■ What the task requires: Exactly reproduce the lines from the line containing "Reviewer check: each instance of the white" to the end of the data below, inclusive, and nothing else.

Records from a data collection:
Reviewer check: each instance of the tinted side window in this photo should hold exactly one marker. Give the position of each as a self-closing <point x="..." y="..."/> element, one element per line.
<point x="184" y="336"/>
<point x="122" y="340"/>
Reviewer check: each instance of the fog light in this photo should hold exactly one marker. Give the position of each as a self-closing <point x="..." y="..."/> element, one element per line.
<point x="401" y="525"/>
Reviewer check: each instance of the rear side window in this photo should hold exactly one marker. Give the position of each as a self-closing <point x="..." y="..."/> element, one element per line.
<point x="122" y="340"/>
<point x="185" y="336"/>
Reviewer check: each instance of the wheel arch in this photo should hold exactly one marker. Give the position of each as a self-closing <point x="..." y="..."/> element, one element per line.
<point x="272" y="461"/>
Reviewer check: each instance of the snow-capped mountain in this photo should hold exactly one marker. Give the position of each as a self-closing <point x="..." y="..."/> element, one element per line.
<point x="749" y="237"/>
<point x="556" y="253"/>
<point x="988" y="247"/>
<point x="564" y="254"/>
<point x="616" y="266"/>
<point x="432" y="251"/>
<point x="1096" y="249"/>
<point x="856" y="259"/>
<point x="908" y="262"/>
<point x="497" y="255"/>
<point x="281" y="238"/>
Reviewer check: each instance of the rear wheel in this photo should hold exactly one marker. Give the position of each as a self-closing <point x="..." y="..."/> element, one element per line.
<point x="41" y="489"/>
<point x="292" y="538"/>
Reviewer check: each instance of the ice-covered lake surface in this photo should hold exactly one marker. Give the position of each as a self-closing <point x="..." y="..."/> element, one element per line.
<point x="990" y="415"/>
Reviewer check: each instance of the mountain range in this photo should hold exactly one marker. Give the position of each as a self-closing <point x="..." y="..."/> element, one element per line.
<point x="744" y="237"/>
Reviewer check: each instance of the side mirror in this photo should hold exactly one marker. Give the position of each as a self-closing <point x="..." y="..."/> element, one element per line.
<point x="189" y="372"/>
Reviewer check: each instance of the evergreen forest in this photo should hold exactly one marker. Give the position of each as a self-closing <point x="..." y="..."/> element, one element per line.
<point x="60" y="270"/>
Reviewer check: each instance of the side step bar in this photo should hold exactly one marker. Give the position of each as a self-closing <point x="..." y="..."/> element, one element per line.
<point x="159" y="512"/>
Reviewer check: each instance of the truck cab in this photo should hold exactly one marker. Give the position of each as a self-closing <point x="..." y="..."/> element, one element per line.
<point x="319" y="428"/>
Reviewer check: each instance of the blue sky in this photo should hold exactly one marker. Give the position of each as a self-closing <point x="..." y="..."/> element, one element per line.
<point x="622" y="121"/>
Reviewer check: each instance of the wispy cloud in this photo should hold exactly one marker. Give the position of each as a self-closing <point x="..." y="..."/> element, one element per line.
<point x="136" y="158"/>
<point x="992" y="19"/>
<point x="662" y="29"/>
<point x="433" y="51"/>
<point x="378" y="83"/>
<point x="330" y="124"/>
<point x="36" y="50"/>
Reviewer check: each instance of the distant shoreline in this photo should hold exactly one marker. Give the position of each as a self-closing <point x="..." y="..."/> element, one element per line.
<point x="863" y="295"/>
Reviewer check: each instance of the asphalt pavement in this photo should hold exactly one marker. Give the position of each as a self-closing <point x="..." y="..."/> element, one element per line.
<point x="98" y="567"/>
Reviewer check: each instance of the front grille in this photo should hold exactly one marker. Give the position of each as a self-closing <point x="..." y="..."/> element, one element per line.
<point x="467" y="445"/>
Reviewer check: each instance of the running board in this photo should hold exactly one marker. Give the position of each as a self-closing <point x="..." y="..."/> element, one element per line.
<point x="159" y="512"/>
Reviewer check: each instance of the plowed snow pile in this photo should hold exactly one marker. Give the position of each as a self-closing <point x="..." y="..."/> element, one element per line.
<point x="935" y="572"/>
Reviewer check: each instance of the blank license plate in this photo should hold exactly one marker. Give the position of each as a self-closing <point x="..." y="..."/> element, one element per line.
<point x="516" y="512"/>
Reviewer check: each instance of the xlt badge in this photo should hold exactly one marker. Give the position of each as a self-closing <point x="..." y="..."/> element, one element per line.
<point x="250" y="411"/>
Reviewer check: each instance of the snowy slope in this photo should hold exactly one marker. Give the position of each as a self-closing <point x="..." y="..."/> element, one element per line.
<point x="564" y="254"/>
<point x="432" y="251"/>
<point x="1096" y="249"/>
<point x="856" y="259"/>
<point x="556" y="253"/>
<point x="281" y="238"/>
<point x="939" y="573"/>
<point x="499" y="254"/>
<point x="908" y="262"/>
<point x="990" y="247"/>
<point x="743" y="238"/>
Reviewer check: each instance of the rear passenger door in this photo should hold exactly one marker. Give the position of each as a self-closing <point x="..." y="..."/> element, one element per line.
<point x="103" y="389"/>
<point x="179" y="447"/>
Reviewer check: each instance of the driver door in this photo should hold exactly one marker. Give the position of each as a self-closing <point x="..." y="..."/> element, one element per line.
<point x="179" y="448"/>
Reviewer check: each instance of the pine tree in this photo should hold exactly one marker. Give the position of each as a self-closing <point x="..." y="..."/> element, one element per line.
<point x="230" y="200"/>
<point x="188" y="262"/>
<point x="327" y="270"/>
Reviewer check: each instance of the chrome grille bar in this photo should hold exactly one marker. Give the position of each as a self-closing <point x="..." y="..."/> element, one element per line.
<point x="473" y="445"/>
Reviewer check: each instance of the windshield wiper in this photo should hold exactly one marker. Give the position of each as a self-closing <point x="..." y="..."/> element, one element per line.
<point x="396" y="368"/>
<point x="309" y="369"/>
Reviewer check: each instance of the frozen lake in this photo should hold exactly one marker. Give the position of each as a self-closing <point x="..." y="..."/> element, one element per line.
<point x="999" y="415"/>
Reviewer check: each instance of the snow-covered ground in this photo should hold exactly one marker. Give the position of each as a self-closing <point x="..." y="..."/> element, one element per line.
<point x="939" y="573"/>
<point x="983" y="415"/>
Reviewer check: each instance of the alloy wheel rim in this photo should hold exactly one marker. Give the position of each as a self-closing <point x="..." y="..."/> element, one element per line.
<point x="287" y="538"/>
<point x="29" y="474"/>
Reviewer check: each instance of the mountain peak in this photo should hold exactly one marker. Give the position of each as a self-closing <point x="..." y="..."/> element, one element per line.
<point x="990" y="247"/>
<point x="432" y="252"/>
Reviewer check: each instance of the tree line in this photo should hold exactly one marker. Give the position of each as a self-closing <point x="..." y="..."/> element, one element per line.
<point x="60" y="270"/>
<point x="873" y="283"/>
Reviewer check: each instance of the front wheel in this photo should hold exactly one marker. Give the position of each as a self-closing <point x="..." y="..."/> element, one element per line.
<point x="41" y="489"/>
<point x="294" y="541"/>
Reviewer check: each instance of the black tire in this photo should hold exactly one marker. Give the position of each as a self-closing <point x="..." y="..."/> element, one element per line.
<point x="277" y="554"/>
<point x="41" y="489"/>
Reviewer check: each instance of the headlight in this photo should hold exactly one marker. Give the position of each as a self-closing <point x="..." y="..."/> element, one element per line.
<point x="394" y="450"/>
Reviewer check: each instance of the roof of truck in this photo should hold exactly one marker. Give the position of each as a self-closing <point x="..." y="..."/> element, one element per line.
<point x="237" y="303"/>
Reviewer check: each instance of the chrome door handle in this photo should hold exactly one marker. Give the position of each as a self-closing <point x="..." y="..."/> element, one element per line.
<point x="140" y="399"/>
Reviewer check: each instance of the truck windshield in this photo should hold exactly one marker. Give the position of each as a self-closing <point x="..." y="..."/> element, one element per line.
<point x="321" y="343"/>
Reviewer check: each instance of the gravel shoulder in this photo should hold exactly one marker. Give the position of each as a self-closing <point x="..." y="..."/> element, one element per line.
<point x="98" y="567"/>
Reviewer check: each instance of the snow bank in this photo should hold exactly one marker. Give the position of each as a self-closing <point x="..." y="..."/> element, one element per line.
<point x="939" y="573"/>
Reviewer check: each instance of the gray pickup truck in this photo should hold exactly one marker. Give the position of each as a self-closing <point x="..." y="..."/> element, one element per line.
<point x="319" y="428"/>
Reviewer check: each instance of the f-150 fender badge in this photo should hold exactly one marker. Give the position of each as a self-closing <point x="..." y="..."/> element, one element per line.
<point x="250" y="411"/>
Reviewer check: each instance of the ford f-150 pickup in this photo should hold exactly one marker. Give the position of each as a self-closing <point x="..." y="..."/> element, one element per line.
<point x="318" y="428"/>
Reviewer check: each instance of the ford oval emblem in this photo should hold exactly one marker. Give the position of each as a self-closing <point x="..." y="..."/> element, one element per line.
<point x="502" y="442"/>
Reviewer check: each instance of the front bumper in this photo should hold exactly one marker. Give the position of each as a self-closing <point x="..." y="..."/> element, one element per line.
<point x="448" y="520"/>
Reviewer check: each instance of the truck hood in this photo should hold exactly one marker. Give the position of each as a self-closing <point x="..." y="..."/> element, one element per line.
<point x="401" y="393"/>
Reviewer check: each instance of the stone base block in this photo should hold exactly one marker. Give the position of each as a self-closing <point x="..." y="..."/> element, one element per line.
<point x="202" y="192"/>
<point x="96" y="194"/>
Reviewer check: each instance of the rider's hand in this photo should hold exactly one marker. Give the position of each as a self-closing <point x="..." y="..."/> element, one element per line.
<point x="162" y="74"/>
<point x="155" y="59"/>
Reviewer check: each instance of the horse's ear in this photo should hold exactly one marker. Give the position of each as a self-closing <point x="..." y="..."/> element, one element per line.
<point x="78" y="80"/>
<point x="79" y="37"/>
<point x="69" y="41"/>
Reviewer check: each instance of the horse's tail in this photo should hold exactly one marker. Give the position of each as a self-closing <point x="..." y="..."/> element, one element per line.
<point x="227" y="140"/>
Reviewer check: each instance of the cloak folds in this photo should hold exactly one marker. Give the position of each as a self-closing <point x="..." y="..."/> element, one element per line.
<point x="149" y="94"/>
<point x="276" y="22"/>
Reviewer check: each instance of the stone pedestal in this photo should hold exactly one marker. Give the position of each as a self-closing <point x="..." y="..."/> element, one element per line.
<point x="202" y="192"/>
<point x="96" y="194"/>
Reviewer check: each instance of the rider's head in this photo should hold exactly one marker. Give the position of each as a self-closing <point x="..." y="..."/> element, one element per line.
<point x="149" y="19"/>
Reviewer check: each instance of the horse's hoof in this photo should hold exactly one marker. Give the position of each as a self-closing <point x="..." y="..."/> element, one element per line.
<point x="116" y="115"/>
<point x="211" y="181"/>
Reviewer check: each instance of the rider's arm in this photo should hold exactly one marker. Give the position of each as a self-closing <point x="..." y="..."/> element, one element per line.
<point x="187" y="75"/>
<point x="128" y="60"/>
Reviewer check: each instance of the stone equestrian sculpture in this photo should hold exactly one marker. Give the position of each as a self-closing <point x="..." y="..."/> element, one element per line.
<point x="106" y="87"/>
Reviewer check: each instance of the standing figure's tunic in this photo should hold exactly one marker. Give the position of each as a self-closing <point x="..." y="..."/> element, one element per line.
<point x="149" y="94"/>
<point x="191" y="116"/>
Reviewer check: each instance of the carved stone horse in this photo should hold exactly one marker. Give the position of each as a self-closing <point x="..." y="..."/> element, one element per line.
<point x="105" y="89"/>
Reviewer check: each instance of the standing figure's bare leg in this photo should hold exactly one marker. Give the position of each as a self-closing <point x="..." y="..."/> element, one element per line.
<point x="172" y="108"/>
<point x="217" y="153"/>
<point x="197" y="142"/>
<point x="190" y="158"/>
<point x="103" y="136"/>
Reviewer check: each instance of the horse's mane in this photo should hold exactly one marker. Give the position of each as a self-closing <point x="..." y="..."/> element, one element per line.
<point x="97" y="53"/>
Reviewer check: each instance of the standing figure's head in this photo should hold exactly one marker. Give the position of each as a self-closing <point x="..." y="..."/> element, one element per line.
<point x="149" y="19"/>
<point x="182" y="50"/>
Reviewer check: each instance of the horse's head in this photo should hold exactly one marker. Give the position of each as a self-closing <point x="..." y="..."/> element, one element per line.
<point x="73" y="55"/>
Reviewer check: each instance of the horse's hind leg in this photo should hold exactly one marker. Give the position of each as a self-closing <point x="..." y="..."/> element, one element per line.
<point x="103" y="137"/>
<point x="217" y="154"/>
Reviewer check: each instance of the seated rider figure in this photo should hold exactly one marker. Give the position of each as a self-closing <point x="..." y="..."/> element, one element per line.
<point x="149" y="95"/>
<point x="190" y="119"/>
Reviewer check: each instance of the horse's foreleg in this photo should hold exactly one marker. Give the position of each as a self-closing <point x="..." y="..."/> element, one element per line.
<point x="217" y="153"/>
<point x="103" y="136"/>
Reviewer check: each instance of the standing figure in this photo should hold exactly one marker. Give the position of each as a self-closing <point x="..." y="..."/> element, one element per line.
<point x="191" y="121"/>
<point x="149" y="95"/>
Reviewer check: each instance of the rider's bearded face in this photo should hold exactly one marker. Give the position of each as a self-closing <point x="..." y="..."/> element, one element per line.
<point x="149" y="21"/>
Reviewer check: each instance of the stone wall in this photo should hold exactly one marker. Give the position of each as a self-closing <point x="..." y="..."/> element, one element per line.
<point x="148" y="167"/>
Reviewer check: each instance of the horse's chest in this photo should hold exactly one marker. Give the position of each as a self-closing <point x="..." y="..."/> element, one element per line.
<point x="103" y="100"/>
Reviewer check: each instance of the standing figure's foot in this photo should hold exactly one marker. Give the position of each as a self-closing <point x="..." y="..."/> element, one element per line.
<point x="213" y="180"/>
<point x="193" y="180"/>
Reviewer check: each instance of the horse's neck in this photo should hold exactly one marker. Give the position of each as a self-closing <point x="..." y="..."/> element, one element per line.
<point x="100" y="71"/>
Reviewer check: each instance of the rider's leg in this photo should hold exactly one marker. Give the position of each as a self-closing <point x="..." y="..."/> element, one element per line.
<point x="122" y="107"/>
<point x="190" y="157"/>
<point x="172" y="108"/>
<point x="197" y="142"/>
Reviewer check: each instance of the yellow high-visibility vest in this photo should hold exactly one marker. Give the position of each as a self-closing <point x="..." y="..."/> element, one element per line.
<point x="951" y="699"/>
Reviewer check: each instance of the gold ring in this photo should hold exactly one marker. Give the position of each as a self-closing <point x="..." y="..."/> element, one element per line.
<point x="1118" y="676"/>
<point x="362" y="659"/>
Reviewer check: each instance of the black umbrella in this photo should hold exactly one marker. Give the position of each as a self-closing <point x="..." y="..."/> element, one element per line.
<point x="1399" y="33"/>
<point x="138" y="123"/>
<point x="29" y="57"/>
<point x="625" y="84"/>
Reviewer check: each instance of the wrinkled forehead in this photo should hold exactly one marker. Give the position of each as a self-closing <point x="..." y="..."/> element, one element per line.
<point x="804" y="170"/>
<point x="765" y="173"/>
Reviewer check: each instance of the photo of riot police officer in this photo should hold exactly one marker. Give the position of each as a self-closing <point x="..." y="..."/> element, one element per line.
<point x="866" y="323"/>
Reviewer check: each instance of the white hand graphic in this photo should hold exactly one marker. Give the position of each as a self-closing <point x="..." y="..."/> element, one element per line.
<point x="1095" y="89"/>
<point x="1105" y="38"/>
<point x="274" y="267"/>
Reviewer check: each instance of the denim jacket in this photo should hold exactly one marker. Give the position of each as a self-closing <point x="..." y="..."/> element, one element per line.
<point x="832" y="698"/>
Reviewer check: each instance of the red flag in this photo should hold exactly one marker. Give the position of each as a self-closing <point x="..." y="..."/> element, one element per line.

■ Correct output:
Reviewer check: each instance of the white hand graphic in this photo should hold exactly one marker. Give the position of each as a self-closing <point x="..." y="..."/> element, one element per line.
<point x="1095" y="89"/>
<point x="1105" y="38"/>
<point x="274" y="267"/>
Reviewer check: each instance of the denim jacket in this photo should hold exactly one marker. Give the position of each as a self-closing <point x="..." y="..."/> element, one element per line.
<point x="832" y="698"/>
Reviewer check: each instance of the red flag in this photo should hold exactly one marker. Give the position of each as a self-closing <point x="..." y="..."/> element, one element per line.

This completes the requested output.